== The task ==
Reproduce every line of the material below verbatim, omitting the pictures.

=-=-=-=-=

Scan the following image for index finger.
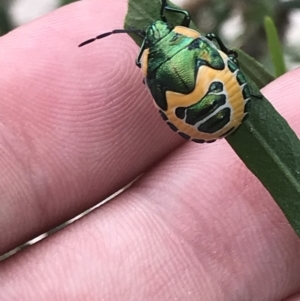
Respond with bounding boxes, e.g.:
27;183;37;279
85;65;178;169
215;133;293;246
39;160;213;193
0;0;183;253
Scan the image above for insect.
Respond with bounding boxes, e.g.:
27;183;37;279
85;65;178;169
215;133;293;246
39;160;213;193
79;0;252;143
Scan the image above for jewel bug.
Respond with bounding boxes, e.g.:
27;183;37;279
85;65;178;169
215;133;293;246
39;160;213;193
79;0;260;143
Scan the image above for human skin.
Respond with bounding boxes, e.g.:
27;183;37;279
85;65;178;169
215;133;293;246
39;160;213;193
0;0;300;301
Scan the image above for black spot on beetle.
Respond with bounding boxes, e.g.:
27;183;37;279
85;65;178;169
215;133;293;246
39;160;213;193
167;121;178;132
178;132;191;140
158;110;168;121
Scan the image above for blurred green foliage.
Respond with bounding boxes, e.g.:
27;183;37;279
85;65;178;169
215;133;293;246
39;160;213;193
0;0;300;71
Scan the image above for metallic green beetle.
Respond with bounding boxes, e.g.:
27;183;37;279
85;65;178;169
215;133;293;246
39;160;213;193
79;0;255;143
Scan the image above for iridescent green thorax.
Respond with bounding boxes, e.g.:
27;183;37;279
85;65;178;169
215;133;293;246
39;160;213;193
142;21;251;142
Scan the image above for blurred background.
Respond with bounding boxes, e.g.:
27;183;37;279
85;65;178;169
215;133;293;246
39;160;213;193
0;0;300;73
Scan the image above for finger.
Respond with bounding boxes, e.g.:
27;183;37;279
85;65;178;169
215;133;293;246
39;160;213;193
0;0;183;254
0;70;300;301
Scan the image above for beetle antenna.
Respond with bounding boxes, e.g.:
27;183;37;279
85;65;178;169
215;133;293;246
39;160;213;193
78;28;146;47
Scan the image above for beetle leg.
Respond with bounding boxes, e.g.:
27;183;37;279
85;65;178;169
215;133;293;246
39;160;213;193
135;39;147;68
205;33;238;59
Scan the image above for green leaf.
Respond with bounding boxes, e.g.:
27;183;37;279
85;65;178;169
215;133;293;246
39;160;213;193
265;17;286;77
125;0;300;236
234;49;274;89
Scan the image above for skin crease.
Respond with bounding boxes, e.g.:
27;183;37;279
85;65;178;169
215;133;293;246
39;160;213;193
0;0;300;301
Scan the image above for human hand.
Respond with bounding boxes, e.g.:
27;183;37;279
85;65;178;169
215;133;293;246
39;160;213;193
0;0;300;301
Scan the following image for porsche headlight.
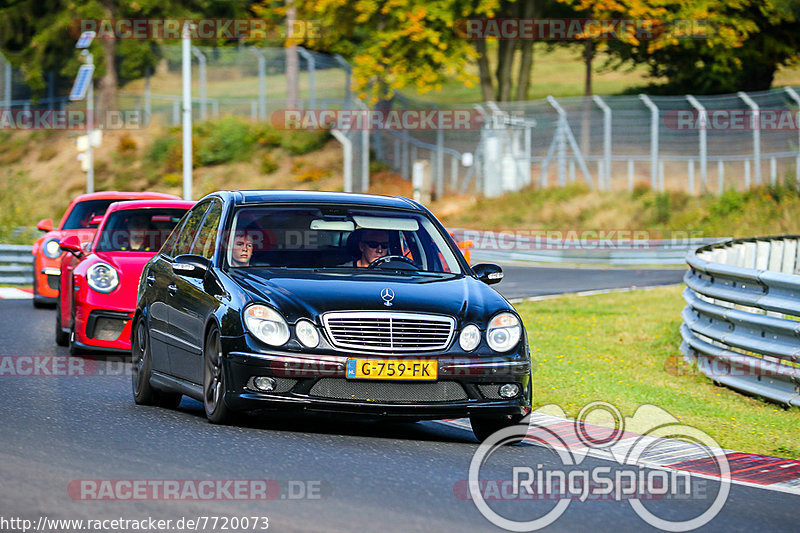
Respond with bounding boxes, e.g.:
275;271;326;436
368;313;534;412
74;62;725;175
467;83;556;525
86;263;119;293
244;304;289;346
486;313;522;352
458;324;481;352
42;239;61;259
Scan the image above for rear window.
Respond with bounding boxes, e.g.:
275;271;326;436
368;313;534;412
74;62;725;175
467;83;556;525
95;208;187;253
61;198;128;229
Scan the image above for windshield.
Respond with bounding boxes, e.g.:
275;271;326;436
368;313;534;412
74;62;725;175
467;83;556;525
61;198;122;229
226;206;461;274
95;208;186;252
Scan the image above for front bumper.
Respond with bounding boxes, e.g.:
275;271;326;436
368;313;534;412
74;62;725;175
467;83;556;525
224;351;533;420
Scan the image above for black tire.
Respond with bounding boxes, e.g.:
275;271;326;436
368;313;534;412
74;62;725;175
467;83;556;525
56;298;69;346
469;415;528;445
203;326;233;424
131;318;183;409
33;259;48;309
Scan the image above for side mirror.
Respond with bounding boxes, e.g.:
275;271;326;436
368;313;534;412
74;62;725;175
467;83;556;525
172;254;211;279
36;218;53;232
472;263;503;285
58;235;83;258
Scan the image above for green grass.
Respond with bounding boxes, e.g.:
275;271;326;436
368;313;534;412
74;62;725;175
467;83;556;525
440;178;800;238
517;287;800;459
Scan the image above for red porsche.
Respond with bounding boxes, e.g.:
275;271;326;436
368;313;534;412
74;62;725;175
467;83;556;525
56;200;194;354
33;191;180;307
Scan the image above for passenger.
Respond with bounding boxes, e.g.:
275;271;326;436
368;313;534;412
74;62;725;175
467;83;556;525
355;230;389;268
231;231;253;267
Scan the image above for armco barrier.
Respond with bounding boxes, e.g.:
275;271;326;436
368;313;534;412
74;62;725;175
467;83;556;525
450;229;721;265
681;235;800;406
0;244;33;285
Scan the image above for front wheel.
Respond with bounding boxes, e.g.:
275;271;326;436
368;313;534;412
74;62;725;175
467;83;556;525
469;415;528;444
203;326;233;424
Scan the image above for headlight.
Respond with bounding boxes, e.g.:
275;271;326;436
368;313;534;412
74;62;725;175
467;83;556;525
244;304;289;346
294;320;319;348
486;313;522;352
42;239;61;259
86;263;119;293
458;324;481;352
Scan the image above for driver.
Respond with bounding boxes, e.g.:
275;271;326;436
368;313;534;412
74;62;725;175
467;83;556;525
356;229;389;268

=-=-=-=-=

== Output of the task ==
Scan the following image for index finger.
Respond with bounding boxes, e.g.:
27;183;37;279
85;65;178;169
215;133;293;246
39;160;213;193
0;0;183;253
Scan the image above for insect.
Respond with bounding boxes, e.g.:
27;183;37;279
85;65;178;169
215;133;293;246
39;160;213;193
79;0;252;143
Scan the image above for jewel bug.
Respond with bounding boxes, e.g.:
27;183;37;279
85;65;178;169
215;133;293;246
39;160;213;193
79;0;260;143
Scan the image above for human skin.
Respond with bounding boxes, e.g.:
27;183;37;279
85;65;178;169
215;133;293;246
39;160;213;193
0;0;300;301
Scan the image above for black spot on beetle.
Respond with bounding boxes, e.g.:
27;183;37;279
85;65;178;169
215;133;293;246
39;160;213;193
167;121;178;132
178;132;191;140
158;110;168;121
Scan the image above for blurred green foliage.
Respond with bounding boxes, e.g.:
27;183;37;279
85;65;178;169
215;133;293;246
39;160;213;193
0;0;300;71
Scan the image above for metallic green beetle.
Respond with bounding boxes, e.g.:
27;183;37;279
85;65;178;169
215;133;293;246
39;160;213;193
79;0;255;143
Scan the image above for iridescent green thorax.
Respond with bounding boxes, e.g.:
27;183;37;279
85;65;178;169
215;133;293;246
39;160;213;193
142;21;251;142
Scan the image above for blurred background.
Respond with bounding boxes, e.g.:
27;183;37;279
85;65;178;169
215;133;293;246
39;160;213;193
0;0;300;73
Scan the image above for finger.
Respond with bounding boxes, e.g.:
27;183;37;279
85;65;178;169
215;133;293;246
39;160;213;193
0;0;183;254
0;70;300;301
Scan the image above for beetle antenna.
Respond with bounding boxes, e.g.:
27;183;37;279
85;65;178;169
215;133;293;246
39;160;213;193
78;28;146;47
Scan the image above for beetle leg.
Respond with bounding boxes, e.g.:
27;183;37;279
85;65;178;169
215;133;293;246
39;160;213;193
135;39;147;68
205;33;238;59
Scan the image above for green leaf.
Respond with bounding boxes, e.g.:
27;183;37;279
85;65;178;169
215;133;293;246
39;160;213;193
265;17;286;77
125;0;300;236
234;49;274;89
Scan the image above for skin crease.
Respond with bounding boxes, e.g.:
27;183;37;279
85;65;178;169
215;133;293;246
39;160;213;193
0;0;300;301
Scan the image above for human hand.
Respond with bounding boxes, e.g.:
27;183;37;279
85;65;178;169
215;133;293;246
39;160;213;193
0;0;300;301
Scan the following image for porsche headlight.
Respond with bounding boxes, e.g.:
275;271;326;436
368;313;534;412
74;62;725;175
467;83;556;525
86;263;119;293
244;304;289;346
486;313;522;352
458;324;481;352
42;239;61;259
Scan the image above for rear window.
Respond with bounding boxes, e.g.:
275;271;326;436
368;313;534;412
74;62;725;175
467;83;556;525
95;208;187;253
61;198;128;229
Scan the image above for windshield.
Respond with bounding boxes, e.g.:
275;271;326;436
368;313;534;412
74;62;725;175
467;83;556;525
61;198;122;229
226;206;461;274
95;208;186;252
Scan the image above for front bumper.
Respond with bounding boxes, e.g.:
275;271;326;436
368;313;534;412
74;62;725;175
467;83;556;525
224;351;533;420
Scan the image above for black tire.
Respond with bounding boxes, e.g.:
275;271;326;436
368;313;534;412
74;62;725;175
467;83;556;525
56;298;69;346
469;415;528;445
203;326;233;424
131;318;183;409
33;259;48;309
Scan the image above for side mirror.
Respond with bounding boxes, e.g.:
275;271;326;436
368;313;534;412
74;62;725;175
467;83;556;525
172;254;211;279
36;218;53;232
472;263;503;285
58;235;83;258
Scan the image above for green grass.
Respond with bounding boxes, e.g.:
275;271;326;436
368;313;534;412
74;62;725;175
467;83;556;525
440;178;800;238
517;287;800;459
Scan the image above for red porsche.
Respond with bounding boxes, e.g.:
275;271;326;436
368;313;534;412
74;62;725;175
467;83;556;525
56;200;194;354
33;191;180;307
Scan the image above for passenger.
Respond with bounding boxes, e.g.:
275;271;326;436
368;313;534;412
74;62;725;175
467;83;556;525
355;230;389;268
231;231;253;267
Scan the image above for armco barrier.
Respond with bounding boxes, e.g.:
275;271;326;436
368;313;534;412
74;62;725;175
467;83;556;525
450;229;721;265
681;235;800;406
0;244;33;285
Scan the image above for front wheel.
Respond with bounding boxes, e.g.:
275;271;326;436
368;313;534;412
74;62;725;175
467;83;556;525
469;415;528;444
203;326;233;424
Scan the image above for headlight.
Respond with bounding boxes, e.g.:
275;271;326;436
368;313;534;412
74;62;725;175
467;83;556;525
244;304;289;346
294;320;319;348
486;313;522;352
42;239;61;259
86;263;119;293
458;324;481;352
Scan the image above for driver.
Respond with bounding boxes, e.g.:
275;271;326;436
368;313;534;412
74;62;725;175
467;83;556;525
356;229;389;268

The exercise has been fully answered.